■ Your instructions: Where the records below show a line containing "Query: rear wheel", start copying; end with the line containing "written like (378,367).", and copy it too.

[Extracted records]
- - - - -

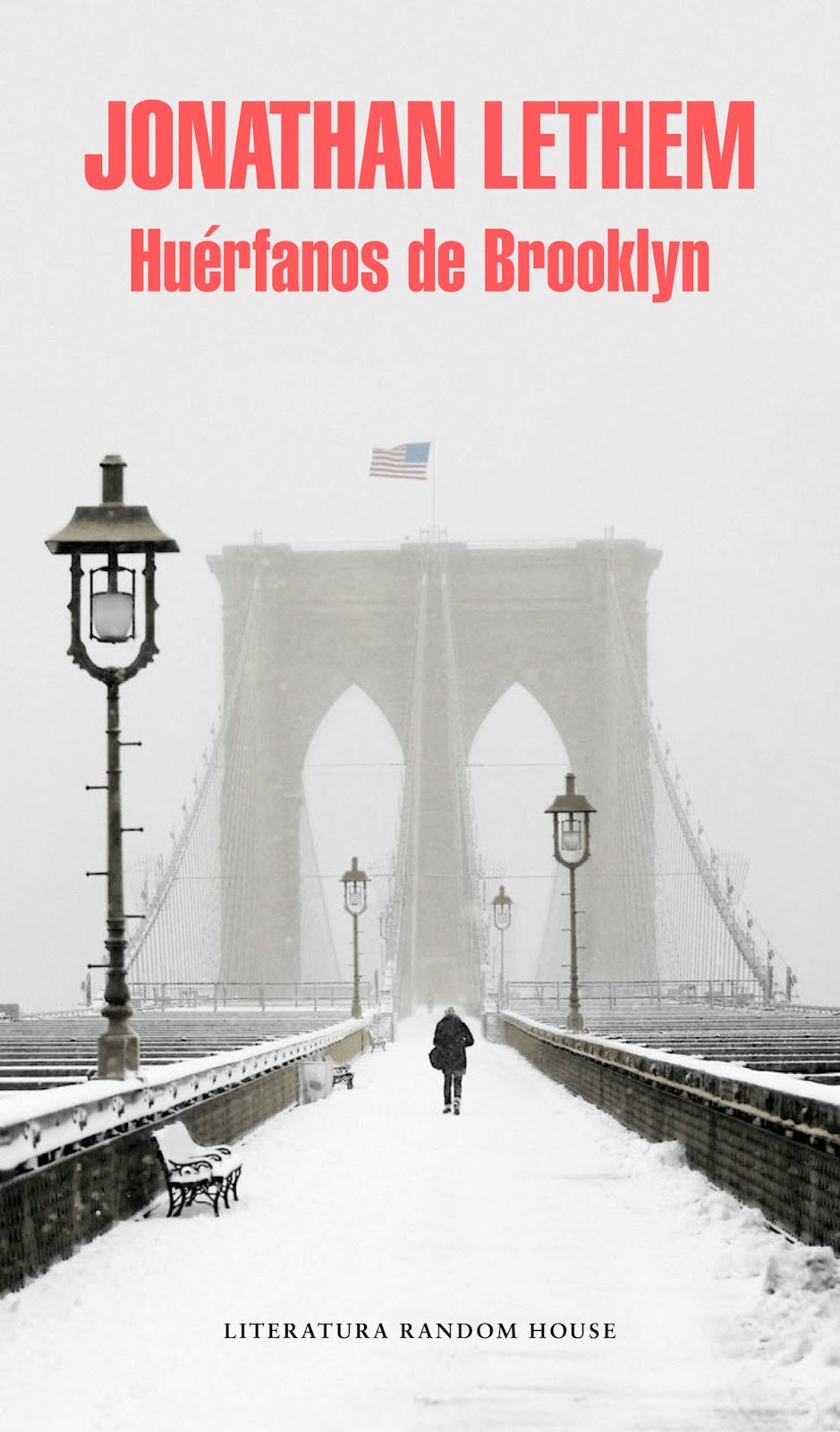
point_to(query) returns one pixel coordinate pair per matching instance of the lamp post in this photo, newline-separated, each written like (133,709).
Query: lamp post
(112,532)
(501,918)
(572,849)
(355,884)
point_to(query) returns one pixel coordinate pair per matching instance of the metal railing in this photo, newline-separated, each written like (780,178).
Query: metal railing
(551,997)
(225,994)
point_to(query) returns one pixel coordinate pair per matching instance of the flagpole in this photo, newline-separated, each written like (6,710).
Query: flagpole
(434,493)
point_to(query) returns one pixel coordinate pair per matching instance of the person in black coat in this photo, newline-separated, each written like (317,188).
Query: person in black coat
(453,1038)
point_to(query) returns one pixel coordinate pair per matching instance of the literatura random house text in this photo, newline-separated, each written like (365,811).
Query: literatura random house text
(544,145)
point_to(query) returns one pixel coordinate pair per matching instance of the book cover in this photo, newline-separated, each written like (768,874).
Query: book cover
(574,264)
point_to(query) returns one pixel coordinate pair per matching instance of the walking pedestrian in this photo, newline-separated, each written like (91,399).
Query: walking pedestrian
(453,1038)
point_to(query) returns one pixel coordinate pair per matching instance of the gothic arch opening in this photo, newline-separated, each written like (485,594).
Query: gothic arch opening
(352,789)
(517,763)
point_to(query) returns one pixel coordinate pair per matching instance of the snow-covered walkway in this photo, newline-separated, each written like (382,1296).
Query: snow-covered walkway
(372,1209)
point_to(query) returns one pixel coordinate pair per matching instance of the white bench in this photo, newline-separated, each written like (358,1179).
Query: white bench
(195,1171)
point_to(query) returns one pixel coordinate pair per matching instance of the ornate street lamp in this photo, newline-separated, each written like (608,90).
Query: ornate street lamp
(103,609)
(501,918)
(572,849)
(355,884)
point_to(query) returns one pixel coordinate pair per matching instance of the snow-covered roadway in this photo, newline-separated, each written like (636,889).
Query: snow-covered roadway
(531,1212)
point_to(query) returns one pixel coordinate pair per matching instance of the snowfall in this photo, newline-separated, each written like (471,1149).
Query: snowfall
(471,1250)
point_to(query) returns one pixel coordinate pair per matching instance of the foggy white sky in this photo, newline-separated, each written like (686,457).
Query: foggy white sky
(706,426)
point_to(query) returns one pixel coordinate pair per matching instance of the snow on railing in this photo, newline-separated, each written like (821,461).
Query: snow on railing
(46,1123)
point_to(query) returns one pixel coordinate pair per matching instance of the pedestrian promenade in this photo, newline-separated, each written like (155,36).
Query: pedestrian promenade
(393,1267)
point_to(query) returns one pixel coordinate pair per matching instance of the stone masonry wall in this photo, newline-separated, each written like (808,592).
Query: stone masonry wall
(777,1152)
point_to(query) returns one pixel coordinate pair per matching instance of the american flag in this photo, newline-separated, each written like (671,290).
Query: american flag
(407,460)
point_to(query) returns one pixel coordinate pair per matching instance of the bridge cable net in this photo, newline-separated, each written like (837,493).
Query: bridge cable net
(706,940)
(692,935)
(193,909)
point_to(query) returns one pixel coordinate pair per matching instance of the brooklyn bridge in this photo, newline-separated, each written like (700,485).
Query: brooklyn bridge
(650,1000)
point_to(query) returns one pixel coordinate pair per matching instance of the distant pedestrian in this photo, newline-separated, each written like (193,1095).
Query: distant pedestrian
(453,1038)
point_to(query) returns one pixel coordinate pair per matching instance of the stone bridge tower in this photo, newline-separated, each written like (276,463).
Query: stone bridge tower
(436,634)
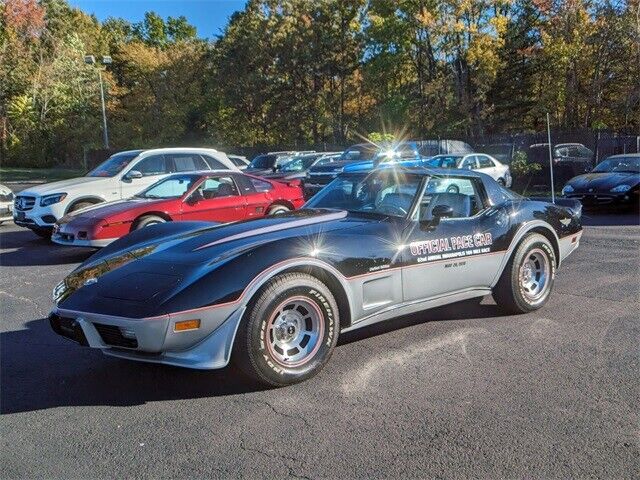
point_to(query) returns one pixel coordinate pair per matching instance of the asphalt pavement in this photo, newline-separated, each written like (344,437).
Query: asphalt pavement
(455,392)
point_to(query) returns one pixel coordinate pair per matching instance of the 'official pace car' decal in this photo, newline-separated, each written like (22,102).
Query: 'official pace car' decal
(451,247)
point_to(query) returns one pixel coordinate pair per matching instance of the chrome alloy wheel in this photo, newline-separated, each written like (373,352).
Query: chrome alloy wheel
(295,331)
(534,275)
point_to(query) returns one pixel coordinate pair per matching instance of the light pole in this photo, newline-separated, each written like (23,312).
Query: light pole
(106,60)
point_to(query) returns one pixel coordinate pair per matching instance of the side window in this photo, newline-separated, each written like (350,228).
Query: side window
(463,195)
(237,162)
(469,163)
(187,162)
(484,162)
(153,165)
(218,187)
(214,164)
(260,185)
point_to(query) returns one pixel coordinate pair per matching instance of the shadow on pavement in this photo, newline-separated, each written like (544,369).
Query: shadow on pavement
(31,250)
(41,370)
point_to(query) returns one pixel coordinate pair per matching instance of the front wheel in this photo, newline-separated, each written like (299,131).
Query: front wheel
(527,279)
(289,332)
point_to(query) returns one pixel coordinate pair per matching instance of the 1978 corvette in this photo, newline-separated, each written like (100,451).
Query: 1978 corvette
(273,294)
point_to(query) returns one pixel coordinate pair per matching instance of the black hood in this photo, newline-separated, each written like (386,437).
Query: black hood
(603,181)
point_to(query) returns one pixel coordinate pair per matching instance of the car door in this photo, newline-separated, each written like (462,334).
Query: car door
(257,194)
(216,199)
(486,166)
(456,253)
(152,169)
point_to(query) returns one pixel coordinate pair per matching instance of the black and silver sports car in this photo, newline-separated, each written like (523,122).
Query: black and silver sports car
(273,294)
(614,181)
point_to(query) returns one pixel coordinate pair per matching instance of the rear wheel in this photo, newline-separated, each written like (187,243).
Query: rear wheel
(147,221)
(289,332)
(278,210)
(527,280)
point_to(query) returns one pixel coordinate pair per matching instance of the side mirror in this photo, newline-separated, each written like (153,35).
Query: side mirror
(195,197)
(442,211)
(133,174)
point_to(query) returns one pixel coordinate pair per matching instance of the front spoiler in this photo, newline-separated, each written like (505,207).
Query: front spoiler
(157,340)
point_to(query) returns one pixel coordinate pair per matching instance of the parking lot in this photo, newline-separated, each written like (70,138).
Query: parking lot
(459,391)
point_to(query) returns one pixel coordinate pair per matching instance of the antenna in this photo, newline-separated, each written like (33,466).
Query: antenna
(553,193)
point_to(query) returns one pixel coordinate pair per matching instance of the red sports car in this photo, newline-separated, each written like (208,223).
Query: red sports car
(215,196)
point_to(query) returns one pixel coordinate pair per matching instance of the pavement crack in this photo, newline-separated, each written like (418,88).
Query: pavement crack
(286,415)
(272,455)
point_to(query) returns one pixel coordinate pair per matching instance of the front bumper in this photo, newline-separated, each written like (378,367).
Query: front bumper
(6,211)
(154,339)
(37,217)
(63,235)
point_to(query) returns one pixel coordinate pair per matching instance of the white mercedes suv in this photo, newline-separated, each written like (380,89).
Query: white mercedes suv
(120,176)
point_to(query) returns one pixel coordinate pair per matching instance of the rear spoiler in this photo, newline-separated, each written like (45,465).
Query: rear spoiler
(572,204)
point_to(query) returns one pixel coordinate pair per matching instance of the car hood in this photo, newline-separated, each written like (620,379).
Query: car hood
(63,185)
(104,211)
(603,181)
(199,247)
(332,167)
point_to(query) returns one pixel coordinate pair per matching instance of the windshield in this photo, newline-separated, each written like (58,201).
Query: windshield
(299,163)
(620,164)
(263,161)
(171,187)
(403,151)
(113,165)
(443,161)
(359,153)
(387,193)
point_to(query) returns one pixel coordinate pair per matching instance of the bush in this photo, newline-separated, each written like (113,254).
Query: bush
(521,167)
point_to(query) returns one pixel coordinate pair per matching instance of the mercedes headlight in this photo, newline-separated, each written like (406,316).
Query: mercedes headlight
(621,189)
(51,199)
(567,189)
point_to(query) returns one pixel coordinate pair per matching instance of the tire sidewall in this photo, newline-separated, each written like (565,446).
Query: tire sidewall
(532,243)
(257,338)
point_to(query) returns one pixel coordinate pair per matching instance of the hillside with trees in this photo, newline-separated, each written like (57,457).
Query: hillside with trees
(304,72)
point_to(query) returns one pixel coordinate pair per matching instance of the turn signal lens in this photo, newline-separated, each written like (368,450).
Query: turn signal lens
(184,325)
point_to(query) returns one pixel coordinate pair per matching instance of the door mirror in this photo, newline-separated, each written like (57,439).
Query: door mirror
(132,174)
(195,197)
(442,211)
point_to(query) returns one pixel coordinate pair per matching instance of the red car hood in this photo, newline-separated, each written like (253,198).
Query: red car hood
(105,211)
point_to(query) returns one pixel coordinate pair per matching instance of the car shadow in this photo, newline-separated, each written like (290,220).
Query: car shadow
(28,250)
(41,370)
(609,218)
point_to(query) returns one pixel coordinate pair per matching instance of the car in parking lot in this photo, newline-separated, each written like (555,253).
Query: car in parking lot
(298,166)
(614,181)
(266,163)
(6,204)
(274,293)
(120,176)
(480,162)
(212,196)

- - - - -

■ Written answer:
Query: rear wheel
(147,221)
(289,332)
(278,210)
(527,280)
point_to(query) returns one pixel coordinate pair per matching instance of the side mirror in this photo, newline-separated, each written like (153,35).
Query: side mirror
(195,197)
(442,211)
(133,174)
point_to(query) returns one pixel coordinate pair per matching instance of the front spoiler in this photo, newline-separated, each written like (505,207).
Query: front spoiler
(157,340)
point_to(query) returns one pixel coordinate pair per matching instance of the parking lot in this photo, newline-separated, each written like (70,138).
Query: parking lot
(459,391)
point_to(query) returns one pixel coordinate pair per matching instance of the antenna in this photo, newline-separated, each written like (33,466).
Query: antenna
(553,193)
point_to(query) returns one pixel coordinate pair per matching instance of the red sports car in this photo, newline-separated, each written like (208,223).
Query: red sports car
(215,196)
point_to(query) returns one pixel coordinate pair per matching instance of the pavement crack in this photo, newline-separated, each written like (418,88).
Query: pavement crack
(286,415)
(272,455)
point_to(query) returns one pixel coordinate pair per matching instance of the front bumper in this photo, newline-separated, each written like (378,367).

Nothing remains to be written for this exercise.